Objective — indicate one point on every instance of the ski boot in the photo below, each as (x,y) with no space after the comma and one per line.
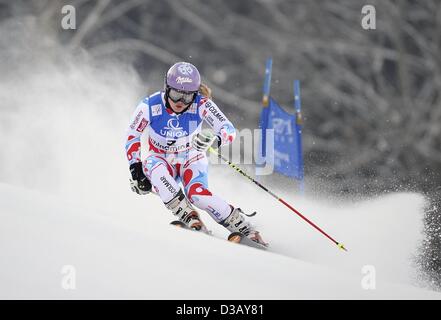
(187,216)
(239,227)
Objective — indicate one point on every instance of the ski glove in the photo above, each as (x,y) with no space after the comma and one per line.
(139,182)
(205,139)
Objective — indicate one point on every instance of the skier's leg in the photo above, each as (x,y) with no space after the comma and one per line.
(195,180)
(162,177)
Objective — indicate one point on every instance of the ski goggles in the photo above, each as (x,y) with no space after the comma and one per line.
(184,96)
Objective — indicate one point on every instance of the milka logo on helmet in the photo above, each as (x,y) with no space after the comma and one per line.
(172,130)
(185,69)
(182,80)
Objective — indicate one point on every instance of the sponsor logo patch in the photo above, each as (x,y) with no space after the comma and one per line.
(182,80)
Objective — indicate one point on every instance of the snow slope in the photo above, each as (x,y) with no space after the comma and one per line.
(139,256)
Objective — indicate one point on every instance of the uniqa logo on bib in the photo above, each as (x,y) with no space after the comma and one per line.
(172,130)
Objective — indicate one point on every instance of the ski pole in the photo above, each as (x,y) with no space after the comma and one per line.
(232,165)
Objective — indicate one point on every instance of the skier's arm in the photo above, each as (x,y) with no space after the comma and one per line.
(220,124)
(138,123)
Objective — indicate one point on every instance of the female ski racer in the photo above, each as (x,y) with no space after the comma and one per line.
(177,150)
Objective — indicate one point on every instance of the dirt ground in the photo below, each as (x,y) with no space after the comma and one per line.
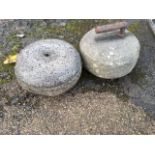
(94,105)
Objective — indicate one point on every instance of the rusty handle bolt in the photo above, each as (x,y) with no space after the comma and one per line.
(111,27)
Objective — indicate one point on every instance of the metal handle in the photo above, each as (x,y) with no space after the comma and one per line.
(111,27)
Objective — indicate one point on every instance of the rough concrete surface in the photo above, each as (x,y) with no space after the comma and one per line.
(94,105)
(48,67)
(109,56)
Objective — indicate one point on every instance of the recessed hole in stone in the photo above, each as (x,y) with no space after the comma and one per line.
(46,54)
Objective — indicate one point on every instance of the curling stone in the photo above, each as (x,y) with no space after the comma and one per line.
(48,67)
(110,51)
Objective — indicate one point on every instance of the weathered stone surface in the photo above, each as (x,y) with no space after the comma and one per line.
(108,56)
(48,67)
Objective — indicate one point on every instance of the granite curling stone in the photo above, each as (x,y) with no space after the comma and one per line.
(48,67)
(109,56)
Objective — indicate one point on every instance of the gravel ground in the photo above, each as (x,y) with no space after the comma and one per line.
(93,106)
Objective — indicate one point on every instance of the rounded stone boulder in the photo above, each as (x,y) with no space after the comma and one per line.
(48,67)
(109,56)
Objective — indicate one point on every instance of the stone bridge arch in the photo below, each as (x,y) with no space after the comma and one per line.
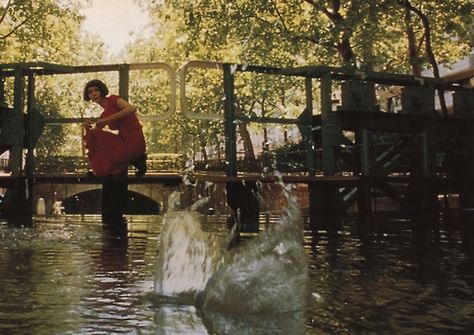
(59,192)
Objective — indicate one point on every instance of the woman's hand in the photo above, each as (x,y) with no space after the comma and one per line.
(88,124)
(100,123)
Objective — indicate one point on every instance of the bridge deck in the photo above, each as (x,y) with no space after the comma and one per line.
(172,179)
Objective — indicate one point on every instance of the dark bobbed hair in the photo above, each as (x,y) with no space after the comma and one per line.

◇ ◇ ◇ ◇

__Work to do__
Leaving out every picture, copy exactly the lines from the one that contains "of the weathered" through the end of the entries above.

__Answer to this exercise__
Objective — indicate one point on every instance of the weathered stone surface in the photo above, each as (x,y) with no space after the comma and one per line.
(108,56)
(48,67)
Objective — indicate one point on every instance of the granite curling stone in the photo above, each as (x,y) with no space after the comma and one per line.
(48,67)
(109,56)
Objective — indicate one point on every instance of the gravel ground in the photo above, each as (x,y) with no space after the comma and one per line.
(93,106)
Objective — indicate one point on every instance of the rounded stone boulder in the photo above, each as (x,y) with no space after the comma and one per line.
(48,67)
(109,56)
Objective — indicate one point on every instance of the stone bridge arch in the photo below, each as (x,y) with no space after the comma and one per line.
(59,192)
Objective — indicate one point on every instance of the woman's hand in the photo above, each as (x,y) with no space after the comma and one per line.
(88,124)
(100,123)
Objective — indicate one point on every instance of the bridge deck in the photo above, each as (x,y) with no space after the comma and one per line.
(172,179)
Objective — indicate one point on every instance of the dark bobbed hair in the photo above, each as (x,y) with no space after the comma and one per line.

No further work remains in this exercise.